Tasks to complete:
a – Using the passage on Arrow's theorem below, decide whether each statement agrees with it, answering yes or no and quoting the words that settle it: (i) Arrow received the Nobel Memorial Prize in Economics in 1972 for work from his 1951 doctoral dissertation; (ii) the setup allows a voter to be tied between two candidates; (iii) the theorem shows that three desirable properties cannot all hold at once.
b – Retype the section of the passage on Arrow's theorem below that starts at "First, fix a" and ends at "a publicly-traded firm.", keeping every character unchanged.
─── Passage given
Paul S. Tang

In 1972, the economist Kenneth Arrow received the Nobel Memorial Prize in Economics for a profound discovery published as part of his 1951 doctoral dissertation. In it, he demonstrated an impossibility theorem: a mathematical result showing that certain conditions were impossible. In this case, it was a discovery about voting systems which proved decisive in establishing the field of social choice theory.

Arrow’s contribution was to demonstrate that no voting system could be perfect. In particular, his result demonstrated that it was impossible for four desirable properties, each of which could be considered a sine qua non of a fair voting system, to hold true at the same time. Arrow’s impossibility theorem, along with later results such as the Gibbard-Satterthwaite theorem, prompted a wave of soul-searching within the field of political philosophy and still has a profound effect on the way that we think about the design of electoral systems today — in particular, it has provided intellectual guardrails around the debate on electoral reform in many countries.

In this blog post, we’ll provide an introductory look at the statement of Kenneth Arrow’s foundational result and tie it to existing voting systems by determining which desirable property fails to hold in a particular case study of the ranked choice voting method used in the 2021 New York City party primaries for the mayoral election.

Arrow’s theorem

To explain Arrow’s theorem, we first have to provide some formal context by translating some familiar aspects of voting systems into an appropriate mathematical context.

First, fix a set of voters $S = \{1, 2, 3, \ldots, N\}$, representing all of the voters within a constituency. These voters may represent members of a society, a riding, a district; they may represent elected officials such as members of parliament or representatives within a legislative assembly, who are assembled to vote on a set of policies; or they may represent shareholders that have assembled to elect a board of directors at an annual general meating for a publicly-traded firm.

Choose also a set of candidates $C = \{ \alpha, \beta, \gamma, \ldots \}$, on which the voters are expected to have preferences. These candidates may represent policies, candidates for public office, or decisions (e.g. a dozen people vote between themselves to decide on where to go to dinner).

We make a few additional assumptions. We assume that each voter $s \in S$ has a preference $<_s$ over the set of candidates: $x <_s y$ means that voter $s$ prefers candidate $y$ over candidate $x$. For the sake of this exposition, we assume that there are no ties in individual preferences, i.e. no voter is ambivalent between two candidates. We also assume that voters are rational: if voter Alice prefers candidate Bob over candidate Carol, and prefers candidate Carol over candidate David, then it stands to reason that Alice prefers Bob over David by extension. Mathematically, this is known as transitivity, and can be encoded in formal language thusly:

\[\forall s \in S, \, \forall x,y \in C, \, (x <_s y) \land (y <_s z) \implies (x <_s z).\]

An additional assumption is that the preference profiles of individual voters are independent of one another, i.e. while voters may have similar preferences, their preferences are not reliant on each other; we are not playing a dynamic game in which one preference will impact the evolution of another preference. This is an assumption that is blatantly incorrect if we compare it to the reality of voting: relatives and friends debate each other around the dinner table all the time and try to convince each other of the veracity of their subjective beliefs. But this is not such a major simplification, since for all intents and purposes, we can ignore the evolution of voter preferences over time and consider them to be effectively static on the final polling date.
──────
─── Extracted data
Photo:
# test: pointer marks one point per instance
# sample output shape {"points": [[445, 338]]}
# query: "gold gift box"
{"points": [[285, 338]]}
──────
Task-by-task results:
a –
(i) Yes: "In 1972, the economist Kenneth Arrow received the Nobel Memorial Prize in Economics for a profound discovery published as part of his 1951 doctoral dissertation."
(ii) No: "we assume that there are no ties in individual preferences, i.e. no voter is ambivalent between two candidates."
(iii) No: "it was impossible for four desirable properties"

b –
First, fix a set of voters $S = \{1, 2, 3, \ldots, N\}$, representing all of the voters within a constituency. These voters may represent members of a society, a riding, a district; they may represent elected officials such as members of parliament or representatives within a legislative assembly, who are assembled to vote on a set of policies; or they may represent shareholders that have assembled to elect a board of directors at an annual general meating for a publicly-traded firm.